■ **Prompt**:
Swap "dirt ground" for "bare soil" in the records and reproduce them with everything else unchanged.

■ **Exercise materials**:
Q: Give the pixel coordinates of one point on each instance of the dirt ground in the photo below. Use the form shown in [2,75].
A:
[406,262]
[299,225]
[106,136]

■ **Correct response**:
Q: Give the pixel coordinates of one point on each instance of the bare soil in the photo below. Use the form shown in [2,75].
A:
[406,262]
[299,225]
[106,136]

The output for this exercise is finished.